▶ **Travail à faire**:
• a. Dans l'extrait sur la redélivrance du brevet, recopiez sans rien modifier tout le passage qui va de "Le demandeur n'a" jusqu'à "incomplète.".
• b. Répondez à ces questions d'après l'extrait sur la redélivrance du brevet :
(i) Sur quoi les revendications ont-elles toujours porté, selon le paragraphe a) ?
(ii) Où figurent les nouveaux détails ajoutés à la divulgation ?
(iii) Quelle conjonction le titulaire du brevet plaçait-il entre les mots "différentes" et "dissemblables" ?
• c. Prolongez l'extrait sur la redélivrance du brevet en enchaînant après sa dernière phrase.

Le demandeur n'a pas prouvé que c'est parce qu'une erreur avait été
commise que les paragraphes rejetés dans la demande de redélivrance
n'avaient pas été décrits ou revendiqués dans le brevet original et que
la description dans sa demande originale manquait de clarté et était
incomplète.
Ses motifs de rejet des paragraphes a) et i) sont les suivants:
...
Paragraphe a) Il est vrai que les revendications ont toujours porté sur
"au moins trois couleurs". Toutefois, l'ajout, dans la
divulgation, de nouveaux détails tels que ceux qui
figurent dans les lignes 7 à 13 de la page 7, seulement
parce qu'ils sont couverts par la portée des
revendications, ne peut être accepté. En outre, le fait
de dire qu'il s'agit d'une erreur ne justifie rien.
...
Paragraphe i) Le demandeur explique que les mots "différentes" et
"dissemblables" sont synonymes, qu'ils ont exactement le
même sens et qu'ils sont redondants. Cette explication
n'est pas convaincante. En premier lieu, le titulaire du
brevet a toujours employé les deux termes ensemble en les
séparant par la conjonction "et". Il n'a jamais
considéré que les deux termes étaient interchangeables et
estimait donc que chacun d'eux avait un sens distinct.

▶ **Contenu des données**:
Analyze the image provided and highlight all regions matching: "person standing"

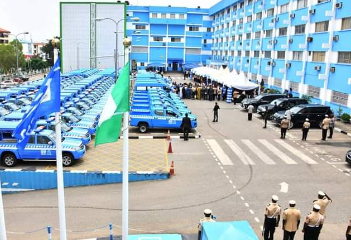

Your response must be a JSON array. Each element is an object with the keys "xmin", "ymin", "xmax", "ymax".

▶ **Résultats par tâche**:
• a.
Le demandeur n'a pas prouvé que c'est parce qu'une erreur avait été
commise que les paragraphes rejetés dans la demande de redélivrance
n'avaient pas été décrits ou revendiqués dans le brevet original et que
la description dans sa demande originale manquait de clarté et était
incomplète.

• b.
(i) Sur "au moins trois couleurs".
(ii) Dans les lignes 7 à 13 de la page 7.
(iii) La conjonction "et".

• c.
Si les deux termes sont acceptés tels qu'ils figurent
dans le brevet original, ils décriront et définiront la
même invention, tout comme dans le brevet original.
Toutefois, la suppression du terme "dissemblables"
modifie la portée des revendications. Le mémoire
descriptif original ne laisse voir aucune intention
préalable d'emploi des deux mots de façon non conjointe.
Dans sa réponse, le demandeur a accepté la décision de l'examinateur en ce qui
concerne les paragraphes f), g), h), l) et m) et a effectué les suppressions,
modifications ou annulations appropriées. Il a par contre soutenu que l'objet
des paragraphes a) et i) était acceptable et a justifié le maintien de ces
paragraphes en formulant (entre autres) les observations suivantes:
...
a) Les revendications ont toujours porté sur "au moins trois couleurs"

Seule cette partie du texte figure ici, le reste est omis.